Copy the lines below verbatim, from the line containing "tag the low shrub, one point per instance." through the final line, both included.

** BEGIN Listed entries **

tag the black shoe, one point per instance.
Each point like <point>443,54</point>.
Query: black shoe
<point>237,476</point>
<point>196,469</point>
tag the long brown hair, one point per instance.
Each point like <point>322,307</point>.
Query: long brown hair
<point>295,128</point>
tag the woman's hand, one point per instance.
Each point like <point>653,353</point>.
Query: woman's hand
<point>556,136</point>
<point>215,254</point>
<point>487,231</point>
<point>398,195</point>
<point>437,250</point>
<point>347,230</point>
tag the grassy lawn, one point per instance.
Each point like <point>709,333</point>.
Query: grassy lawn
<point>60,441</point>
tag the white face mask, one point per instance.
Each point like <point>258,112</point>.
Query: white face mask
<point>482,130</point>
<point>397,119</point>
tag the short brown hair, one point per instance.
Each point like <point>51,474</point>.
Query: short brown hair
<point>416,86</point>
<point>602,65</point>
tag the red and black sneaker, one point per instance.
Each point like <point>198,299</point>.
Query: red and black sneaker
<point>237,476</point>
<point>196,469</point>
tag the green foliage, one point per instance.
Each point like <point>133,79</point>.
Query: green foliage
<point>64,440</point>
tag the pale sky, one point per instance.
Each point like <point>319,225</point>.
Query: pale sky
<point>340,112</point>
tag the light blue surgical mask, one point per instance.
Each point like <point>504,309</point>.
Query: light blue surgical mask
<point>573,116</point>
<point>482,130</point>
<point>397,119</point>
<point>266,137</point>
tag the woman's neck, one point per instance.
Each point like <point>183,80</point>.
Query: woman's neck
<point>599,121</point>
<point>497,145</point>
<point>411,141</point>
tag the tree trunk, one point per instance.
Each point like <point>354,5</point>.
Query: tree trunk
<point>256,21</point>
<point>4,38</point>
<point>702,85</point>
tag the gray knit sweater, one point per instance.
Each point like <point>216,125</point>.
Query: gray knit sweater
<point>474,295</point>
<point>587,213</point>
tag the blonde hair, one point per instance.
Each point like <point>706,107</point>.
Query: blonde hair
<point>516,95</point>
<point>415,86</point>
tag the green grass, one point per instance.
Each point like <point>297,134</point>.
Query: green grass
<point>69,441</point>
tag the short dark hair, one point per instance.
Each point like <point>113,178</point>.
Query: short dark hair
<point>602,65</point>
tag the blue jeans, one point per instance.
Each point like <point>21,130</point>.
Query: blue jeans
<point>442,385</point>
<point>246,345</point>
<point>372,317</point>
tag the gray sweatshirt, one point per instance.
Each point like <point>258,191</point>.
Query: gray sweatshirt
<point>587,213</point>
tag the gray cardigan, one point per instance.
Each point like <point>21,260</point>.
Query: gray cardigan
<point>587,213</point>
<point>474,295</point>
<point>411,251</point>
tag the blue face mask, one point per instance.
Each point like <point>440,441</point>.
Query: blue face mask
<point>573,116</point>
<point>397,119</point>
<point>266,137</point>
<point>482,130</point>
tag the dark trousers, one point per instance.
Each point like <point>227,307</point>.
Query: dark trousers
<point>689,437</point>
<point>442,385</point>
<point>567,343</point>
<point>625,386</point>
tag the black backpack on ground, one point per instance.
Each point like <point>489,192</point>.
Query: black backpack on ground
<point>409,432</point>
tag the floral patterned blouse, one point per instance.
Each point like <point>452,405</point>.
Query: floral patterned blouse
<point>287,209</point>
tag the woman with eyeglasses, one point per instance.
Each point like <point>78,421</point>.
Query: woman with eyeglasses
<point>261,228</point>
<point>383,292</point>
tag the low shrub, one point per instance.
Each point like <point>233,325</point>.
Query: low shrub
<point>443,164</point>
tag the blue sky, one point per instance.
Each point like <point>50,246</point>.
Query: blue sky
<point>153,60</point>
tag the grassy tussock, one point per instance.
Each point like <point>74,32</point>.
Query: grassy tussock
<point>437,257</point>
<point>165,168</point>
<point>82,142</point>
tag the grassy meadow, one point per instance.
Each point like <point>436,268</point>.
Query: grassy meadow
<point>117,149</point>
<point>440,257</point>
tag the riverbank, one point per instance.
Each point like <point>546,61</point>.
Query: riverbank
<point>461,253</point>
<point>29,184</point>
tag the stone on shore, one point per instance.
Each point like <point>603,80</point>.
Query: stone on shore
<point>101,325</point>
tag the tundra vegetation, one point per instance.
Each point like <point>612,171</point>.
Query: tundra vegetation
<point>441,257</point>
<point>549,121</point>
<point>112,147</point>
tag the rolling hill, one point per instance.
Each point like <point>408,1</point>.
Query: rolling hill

** END Listed entries **

- [Correct output]:
tag the low shrub, one point per instance.
Each point like <point>233,325</point>.
Query: low shrub
<point>443,164</point>
tag the blue sky, one point per instance.
Each point like <point>50,246</point>.
Query: blue sky
<point>153,60</point>
tag the grassy tussock, one point per instance.
Each point like <point>74,32</point>.
Query: grassy tussock
<point>437,257</point>
<point>165,168</point>
<point>82,142</point>
tag the grassy meadow, one point per instance.
Each point like <point>436,268</point>.
Query: grassy meadow
<point>117,149</point>
<point>440,257</point>
tag the riverbank, one point per instance.
Each point like <point>546,61</point>.
Query: riverbank
<point>461,253</point>
<point>29,184</point>
tag the stone on shore, one point per instance.
Each point like <point>603,80</point>.
Query: stone on shore
<point>101,325</point>
tag the tundra vegetation, one point per instance.
Each point like <point>612,171</point>.
Query: tundra vegetation
<point>441,257</point>
<point>549,121</point>
<point>112,147</point>
tag the rolling hill, one point per instance.
Each point like <point>408,1</point>.
Query: rolling hill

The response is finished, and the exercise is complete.